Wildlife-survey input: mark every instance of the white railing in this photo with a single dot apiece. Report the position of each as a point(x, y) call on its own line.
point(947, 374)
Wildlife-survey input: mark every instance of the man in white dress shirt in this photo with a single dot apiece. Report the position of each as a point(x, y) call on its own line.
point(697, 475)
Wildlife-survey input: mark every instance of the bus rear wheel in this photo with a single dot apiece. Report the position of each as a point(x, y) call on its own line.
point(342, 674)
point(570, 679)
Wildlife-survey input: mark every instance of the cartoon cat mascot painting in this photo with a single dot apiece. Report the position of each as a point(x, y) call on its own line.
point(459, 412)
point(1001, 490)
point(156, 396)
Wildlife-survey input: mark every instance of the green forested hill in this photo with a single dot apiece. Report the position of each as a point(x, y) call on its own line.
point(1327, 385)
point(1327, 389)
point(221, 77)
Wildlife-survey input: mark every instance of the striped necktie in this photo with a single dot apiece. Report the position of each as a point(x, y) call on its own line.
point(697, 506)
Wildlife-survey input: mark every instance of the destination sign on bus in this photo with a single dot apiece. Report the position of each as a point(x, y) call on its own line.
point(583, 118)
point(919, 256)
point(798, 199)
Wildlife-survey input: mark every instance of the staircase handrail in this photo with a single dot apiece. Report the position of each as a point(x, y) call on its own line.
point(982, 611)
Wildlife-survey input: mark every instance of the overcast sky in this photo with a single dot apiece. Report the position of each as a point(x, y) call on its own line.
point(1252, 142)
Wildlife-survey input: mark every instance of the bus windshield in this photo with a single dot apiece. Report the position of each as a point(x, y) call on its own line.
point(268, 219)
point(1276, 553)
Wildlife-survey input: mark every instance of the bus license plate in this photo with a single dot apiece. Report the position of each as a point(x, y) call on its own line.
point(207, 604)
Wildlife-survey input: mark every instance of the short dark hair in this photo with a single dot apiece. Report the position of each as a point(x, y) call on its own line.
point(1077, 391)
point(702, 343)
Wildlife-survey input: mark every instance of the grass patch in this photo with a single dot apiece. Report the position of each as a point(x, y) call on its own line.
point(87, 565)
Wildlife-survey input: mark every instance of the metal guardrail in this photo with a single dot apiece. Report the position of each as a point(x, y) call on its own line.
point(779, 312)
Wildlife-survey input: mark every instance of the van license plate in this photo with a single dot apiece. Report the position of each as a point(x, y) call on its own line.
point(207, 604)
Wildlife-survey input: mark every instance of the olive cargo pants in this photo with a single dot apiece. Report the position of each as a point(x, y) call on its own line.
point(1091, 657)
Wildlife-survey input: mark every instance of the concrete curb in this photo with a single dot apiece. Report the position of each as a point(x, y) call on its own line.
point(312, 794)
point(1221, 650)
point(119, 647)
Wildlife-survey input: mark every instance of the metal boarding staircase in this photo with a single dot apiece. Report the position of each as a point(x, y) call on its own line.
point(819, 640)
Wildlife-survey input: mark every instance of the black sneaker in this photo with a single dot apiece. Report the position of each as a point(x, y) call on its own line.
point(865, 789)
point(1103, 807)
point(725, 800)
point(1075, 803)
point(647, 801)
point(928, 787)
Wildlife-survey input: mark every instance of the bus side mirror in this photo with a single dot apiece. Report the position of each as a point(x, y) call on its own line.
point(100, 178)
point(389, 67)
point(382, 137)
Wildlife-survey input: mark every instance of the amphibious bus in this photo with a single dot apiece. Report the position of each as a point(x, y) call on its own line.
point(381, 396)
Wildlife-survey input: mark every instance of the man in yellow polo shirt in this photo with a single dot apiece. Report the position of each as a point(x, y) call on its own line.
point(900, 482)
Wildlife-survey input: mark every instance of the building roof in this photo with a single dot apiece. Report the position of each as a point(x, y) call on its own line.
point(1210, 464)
■ ■ ■ ■
GIVEN EXERCISE: Please write out every line of the data above without changing a single character.

EXERCISE RESPONSE:
Wildlife-survey input: mark every instance of the white railing in this photo with a single dot apiece. Report the position of each as a point(x, y) call on its own line.
point(947, 374)
Wildlife-survey input: mark every instance of the man in white dress shirt in this photo with a single dot apiece. Report the position of each as a point(x, y) call on its own line.
point(697, 475)
Wildlife-survey input: mark every instance of the bus rear wheel in this photo with a single dot apiece. Report the position of each as a point(x, y) call on its own line.
point(342, 674)
point(570, 679)
Wildlife-survey input: mark every instance of the cartoon cat mascot painting in this photo with a single dot apiece. Report the position of each as a point(x, y) call on its own line.
point(459, 412)
point(1001, 490)
point(156, 396)
Wildlife-survey input: mark every instance of the green forested hill in this photo with a single dot apiece. Report the position of each as a point(x, y) call on its own line.
point(1327, 385)
point(1327, 389)
point(221, 77)
Wildlife-survey input: mark every instance of the striped necktie in this photo with a single dot apiece. Report the position of each as a point(x, y) call on its own line.
point(697, 506)
Wildlife-survey input: mark every instance of the destination sign on bus in this photo with a single dot apiece. Report the position of each as a point(x, y) call on its own line.
point(583, 118)
point(919, 256)
point(798, 199)
Wildlife-survey input: mark every instance of the staircase handrail in this photo with a single dot apiece. Report the position of each as a point(x, y) call on its own line.
point(982, 611)
Wildlife-survey input: mark every instance of the overcast sky in this photo with a single dot apiece. Report the position of each as a point(x, y) call on its own line.
point(1252, 142)
Wildlife-survey input: mark every instance of the bus windshield in this photo with a single dot apiece. Report the position of each as a point(x, y) call on its own line.
point(268, 219)
point(1276, 553)
Wildlife-survey input: mark every instance of the bus license plate in this photo with a single dot apiece. Report the position of each as a point(x, y) call on its own line.
point(207, 604)
Wildlife-survey input: mark every instance of the short dark hair in this photo with a single dot apiece. Report the position of each as a point(x, y) call on its own line.
point(1077, 391)
point(702, 343)
Wildlife-survey input: mark every instance of the grass patch in this photo with a single dot apiece. Report the position of each as a point(x, y) call on its own line.
point(87, 565)
Wildlife-survey input: mark every instance of the metal guardrail in this photo with a single dot apiece. Report the position of each as a point(x, y) call on its own line.
point(779, 312)
Wildlife-survey input: mark every instance of the van license plate in this photo with a single dot apiece. Report the position of each as a point(x, y) call on its own line.
point(207, 604)
Wildlife-survey input: mark every instance of the olive cargo pants in this photo with a single dot apiece. Report the position of each as a point(x, y) call on its own line.
point(1091, 657)
Wildlife-survey input: mark every instance of the concrete curb in this photo with a single dot apiece. Report the position of each as a point(x, y) call on its own line.
point(312, 794)
point(1221, 650)
point(119, 647)
Wildlife-survey input: mark every instance of the metal boarding staircase in this photo with a single dot apiece. Report the position of each as a point(x, y) call on its own line.
point(819, 640)
Wildlife-survey input: mark every instance of the black sneaker in this photo with a single dot apiece. Report the position of each as a point(x, y) call on its own line.
point(865, 789)
point(1103, 807)
point(725, 800)
point(1075, 803)
point(647, 801)
point(928, 787)
Wildlife-survey input: mark every instance of the bus side mirror in this photo with a single dot apiece. Report the position of each as a point(x, y) call on its own line.
point(100, 178)
point(389, 67)
point(382, 137)
Wildlife-survey input: mark every instance of the amphibious bus in this photo with a single dot apiece. Report the position of each as a point(x, y) call on its own line.
point(381, 396)
Wildlife-survey input: mark every instance of the man in yellow polo shirt in this photo with a single dot apiece. Report the position of each as a point(x, y) call on its own line.
point(900, 482)
Wildlife-survey input: mark every instance of the building roof in this photo with a single dot apiece. Report the position of each as a point(x, y) call on its own line.
point(1210, 464)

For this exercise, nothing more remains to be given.